[Stored data entries]
►
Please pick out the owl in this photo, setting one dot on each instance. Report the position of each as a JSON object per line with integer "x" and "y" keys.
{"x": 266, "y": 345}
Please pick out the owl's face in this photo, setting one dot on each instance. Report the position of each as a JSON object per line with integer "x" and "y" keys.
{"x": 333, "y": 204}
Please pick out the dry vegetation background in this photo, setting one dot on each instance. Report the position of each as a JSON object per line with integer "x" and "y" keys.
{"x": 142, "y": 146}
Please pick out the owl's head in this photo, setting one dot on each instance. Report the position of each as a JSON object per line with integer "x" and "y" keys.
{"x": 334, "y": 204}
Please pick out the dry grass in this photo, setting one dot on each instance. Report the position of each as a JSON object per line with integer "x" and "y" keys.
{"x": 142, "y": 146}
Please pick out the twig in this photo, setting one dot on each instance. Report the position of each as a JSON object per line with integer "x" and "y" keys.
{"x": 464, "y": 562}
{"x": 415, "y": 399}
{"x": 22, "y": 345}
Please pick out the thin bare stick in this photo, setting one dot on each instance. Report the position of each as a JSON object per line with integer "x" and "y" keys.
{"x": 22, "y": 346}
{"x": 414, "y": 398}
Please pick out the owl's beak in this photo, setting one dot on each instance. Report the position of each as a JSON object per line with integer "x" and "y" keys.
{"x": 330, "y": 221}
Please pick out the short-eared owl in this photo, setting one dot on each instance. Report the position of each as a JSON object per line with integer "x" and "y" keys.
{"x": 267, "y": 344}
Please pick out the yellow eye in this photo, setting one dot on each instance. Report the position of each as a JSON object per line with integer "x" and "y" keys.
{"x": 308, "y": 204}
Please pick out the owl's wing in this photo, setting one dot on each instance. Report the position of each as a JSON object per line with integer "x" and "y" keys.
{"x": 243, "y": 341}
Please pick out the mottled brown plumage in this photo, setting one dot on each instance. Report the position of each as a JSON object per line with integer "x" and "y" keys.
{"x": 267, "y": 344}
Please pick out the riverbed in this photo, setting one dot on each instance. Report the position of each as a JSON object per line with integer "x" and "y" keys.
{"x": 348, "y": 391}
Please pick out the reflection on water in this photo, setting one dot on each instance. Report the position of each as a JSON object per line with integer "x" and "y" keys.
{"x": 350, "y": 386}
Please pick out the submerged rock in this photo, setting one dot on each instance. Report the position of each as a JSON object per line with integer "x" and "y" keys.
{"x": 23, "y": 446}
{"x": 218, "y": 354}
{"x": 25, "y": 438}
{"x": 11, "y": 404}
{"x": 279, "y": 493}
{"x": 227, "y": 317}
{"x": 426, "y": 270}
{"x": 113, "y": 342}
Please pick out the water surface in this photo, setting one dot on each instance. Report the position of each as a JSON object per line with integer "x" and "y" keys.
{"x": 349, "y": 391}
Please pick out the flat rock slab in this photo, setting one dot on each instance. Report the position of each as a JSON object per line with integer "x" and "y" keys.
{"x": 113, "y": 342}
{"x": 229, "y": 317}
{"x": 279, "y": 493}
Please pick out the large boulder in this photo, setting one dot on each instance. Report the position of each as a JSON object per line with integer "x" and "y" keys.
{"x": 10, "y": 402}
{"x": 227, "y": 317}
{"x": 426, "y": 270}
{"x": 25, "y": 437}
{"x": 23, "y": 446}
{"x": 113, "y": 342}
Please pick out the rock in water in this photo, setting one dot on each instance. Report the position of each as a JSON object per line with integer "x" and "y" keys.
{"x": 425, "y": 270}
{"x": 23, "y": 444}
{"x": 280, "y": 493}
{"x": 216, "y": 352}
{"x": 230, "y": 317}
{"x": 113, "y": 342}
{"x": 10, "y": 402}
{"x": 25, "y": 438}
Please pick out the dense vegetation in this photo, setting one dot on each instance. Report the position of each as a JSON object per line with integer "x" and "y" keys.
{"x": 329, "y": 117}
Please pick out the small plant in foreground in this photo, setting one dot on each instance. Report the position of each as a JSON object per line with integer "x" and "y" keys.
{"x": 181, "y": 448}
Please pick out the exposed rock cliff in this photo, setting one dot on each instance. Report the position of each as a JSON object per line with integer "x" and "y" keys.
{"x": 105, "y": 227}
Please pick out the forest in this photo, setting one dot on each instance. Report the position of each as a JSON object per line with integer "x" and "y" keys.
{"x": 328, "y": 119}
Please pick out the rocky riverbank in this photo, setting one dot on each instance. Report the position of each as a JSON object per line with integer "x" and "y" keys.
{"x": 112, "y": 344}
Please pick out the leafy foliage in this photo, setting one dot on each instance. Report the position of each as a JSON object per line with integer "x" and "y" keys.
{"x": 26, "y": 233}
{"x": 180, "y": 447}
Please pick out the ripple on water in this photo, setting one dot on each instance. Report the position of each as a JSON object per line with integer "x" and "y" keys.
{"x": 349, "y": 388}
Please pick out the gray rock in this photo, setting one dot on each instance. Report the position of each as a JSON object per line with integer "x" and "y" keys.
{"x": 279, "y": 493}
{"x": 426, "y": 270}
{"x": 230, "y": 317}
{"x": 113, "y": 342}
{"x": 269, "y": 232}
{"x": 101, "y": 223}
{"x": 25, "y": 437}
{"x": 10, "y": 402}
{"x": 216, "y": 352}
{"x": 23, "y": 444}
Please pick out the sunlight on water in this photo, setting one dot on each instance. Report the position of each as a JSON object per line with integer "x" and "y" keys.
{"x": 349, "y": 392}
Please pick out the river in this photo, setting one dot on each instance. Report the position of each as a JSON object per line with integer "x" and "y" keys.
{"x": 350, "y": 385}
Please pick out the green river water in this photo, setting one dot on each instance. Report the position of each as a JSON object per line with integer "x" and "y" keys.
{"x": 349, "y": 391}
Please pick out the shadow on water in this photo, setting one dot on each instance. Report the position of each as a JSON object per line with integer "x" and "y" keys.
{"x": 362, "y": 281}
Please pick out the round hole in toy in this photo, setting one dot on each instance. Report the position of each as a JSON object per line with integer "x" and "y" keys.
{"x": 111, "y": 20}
◄
What is wanted is the complete set of entries, returned verbatim.

Please pick out the owl in this photo, setting one dot on each instance. Report the position of each as a JSON object per line with integer "x" and "y" keys.
{"x": 266, "y": 345}
Please pick out the owl's face in this photo, setting one dot on each instance. Report the position of each as a JSON object per line with integer "x" and "y" keys.
{"x": 333, "y": 204}
Please pick out the dry vegetation background in this photo, setting one dot on each instance. Report the position of each as a JSON object per line with integer "x" and "y" keys.
{"x": 142, "y": 146}
Please pick out the owl's head in this photo, setting one dot on each instance. Report the position of each as a JSON object per line with integer "x" and "y" keys.
{"x": 334, "y": 204}
Please pick out the dry grass in this photo, setting one dot on each instance. Report the position of each as a JSON object per line with integer "x" and "y" keys.
{"x": 142, "y": 146}
Please pick out the twig in this photo, setting one dot on each instance. Report the position of each as a JSON object per line with integer "x" and "y" keys.
{"x": 464, "y": 562}
{"x": 415, "y": 399}
{"x": 22, "y": 345}
Please pick out the thin bare stick in this photo, setting one dot on each instance. Report the position of each as a JSON object per line with integer "x" and "y" keys.
{"x": 22, "y": 346}
{"x": 414, "y": 398}
Please pick out the owl's beak in this photo, setting one dot on each instance. Report the position of each as a JSON object per line with integer "x" and "y" keys.
{"x": 330, "y": 221}
Please pick out the short-eared owl in this photo, setting one dot on each instance. Report the position of each as a JSON object per line with integer "x" and "y" keys.
{"x": 267, "y": 344}
Please pick out the yellow eye in this photo, setting one dot on each instance. Report the position of each as a JSON object per line with integer "x" and "y" keys.
{"x": 308, "y": 204}
Please pick out the owl's wing in this photo, setting one dot on each instance. Report the position of each as a JSON object per line with integer "x" and "y" keys.
{"x": 243, "y": 341}
Please pick out the mottled brown plumage in this photo, setting one dot on each instance. Report the position of each as a JSON object per line with integer "x" and "y" keys.
{"x": 267, "y": 344}
Please pick out the riverbed in this photo, setting one dot on each instance. Report the position of each as a JSON object per line with integer "x" and "y" keys.
{"x": 348, "y": 391}
Please pick out the reflection on water in this photo, setting one dot on each instance. Report the position of each as a JSON object per line with integer "x" and "y" keys.
{"x": 350, "y": 386}
Please pick out the submerged rock in this photo, setting one dot on each instance. Report the position of each as a JSON object per line with integer "x" and "y" keys.
{"x": 23, "y": 446}
{"x": 218, "y": 354}
{"x": 25, "y": 438}
{"x": 11, "y": 404}
{"x": 279, "y": 493}
{"x": 227, "y": 317}
{"x": 426, "y": 270}
{"x": 113, "y": 342}
Please pick out the water surface in this photo, setting one dot on each instance. Report the position of each as a JSON object per line with integer "x" and "y" keys.
{"x": 349, "y": 391}
Please pick out the flat rock slab in this photo, setting one dot on each instance. Report the position of each as a JSON object per line with integer "x" and "y" keys.
{"x": 113, "y": 342}
{"x": 229, "y": 317}
{"x": 279, "y": 493}
Please pick out the large boulder in this photo, setting one dot on each instance. Report the position of each as a JSON object per line with integer "x" and "y" keys.
{"x": 10, "y": 402}
{"x": 227, "y": 317}
{"x": 426, "y": 270}
{"x": 25, "y": 437}
{"x": 23, "y": 446}
{"x": 113, "y": 342}
Please pick out the rock in water in this photo, setting one dot on each instance. Report the position of each as a JSON object per line with integer "x" and "y" keys.
{"x": 425, "y": 270}
{"x": 23, "y": 444}
{"x": 280, "y": 493}
{"x": 216, "y": 352}
{"x": 230, "y": 317}
{"x": 113, "y": 342}
{"x": 10, "y": 402}
{"x": 25, "y": 438}
Please pick out the dense vegetation in this photo, setting one dot on each instance. Report the position of each as a JSON object per line with integer "x" and "y" keys.
{"x": 329, "y": 117}
Please pick out the small plant in foreground in this photo, setting one dot on each instance. Report the position of each as a JSON object per line with integer "x" and "y" keys.
{"x": 181, "y": 448}
Please pick out the exposed rock cliff in this photo, setting one dot on each instance. Report the position of each as a JSON object per line with integer "x" and "y" keys.
{"x": 105, "y": 227}
Please pick out the forest in this photo, setting one dot on each instance. Report the position of each as a JSON object per line with integer "x" and "y" keys.
{"x": 328, "y": 119}
Please pick out the rocky riverbank in this photo, setting one dot on each instance. Report the position of each as a JSON object per line with integer "x" and "y" keys.
{"x": 112, "y": 344}
Please pick out the leafy foliage in this photo, setting one dot on each instance. Report the position of each as a JSON object per line with integer "x" and "y" keys.
{"x": 26, "y": 233}
{"x": 180, "y": 447}
Please pick out the ripple on water in this photo, setting one dot on each instance. Report the position of each as a JSON object per line with integer "x" and "y" keys.
{"x": 349, "y": 388}
Please pick out the gray rock in this photo, setting one dot on each instance. Report the position of each as a JSON object per line with integer "x" and "y" keys.
{"x": 279, "y": 493}
{"x": 426, "y": 270}
{"x": 230, "y": 317}
{"x": 113, "y": 342}
{"x": 269, "y": 232}
{"x": 101, "y": 223}
{"x": 25, "y": 437}
{"x": 10, "y": 402}
{"x": 216, "y": 352}
{"x": 23, "y": 444}
Please pick out the sunlight on water in this photo, setting one dot on each instance. Report the position of each as a JSON object per line with integer "x" and "y" keys.
{"x": 349, "y": 392}
Please pick out the river in this photo, setting one dot on each instance. Report the position of each as a JSON object per line with integer "x" and "y" keys.
{"x": 350, "y": 385}
Please pick out the green river water in this photo, setting one dot on each instance. Report the position of each as a JSON object per line with integer "x" and "y" keys.
{"x": 349, "y": 391}
Please pick out the shadow on water in this photo, setting one dot on each instance. Report the position of each as a JSON object per line with integer "x" and "y" keys.
{"x": 362, "y": 281}
Please pick out the round hole in toy in this photo, setting one dot on each instance. Report the position of each as a JSON object per line with integer "x" and "y" keys.
{"x": 111, "y": 20}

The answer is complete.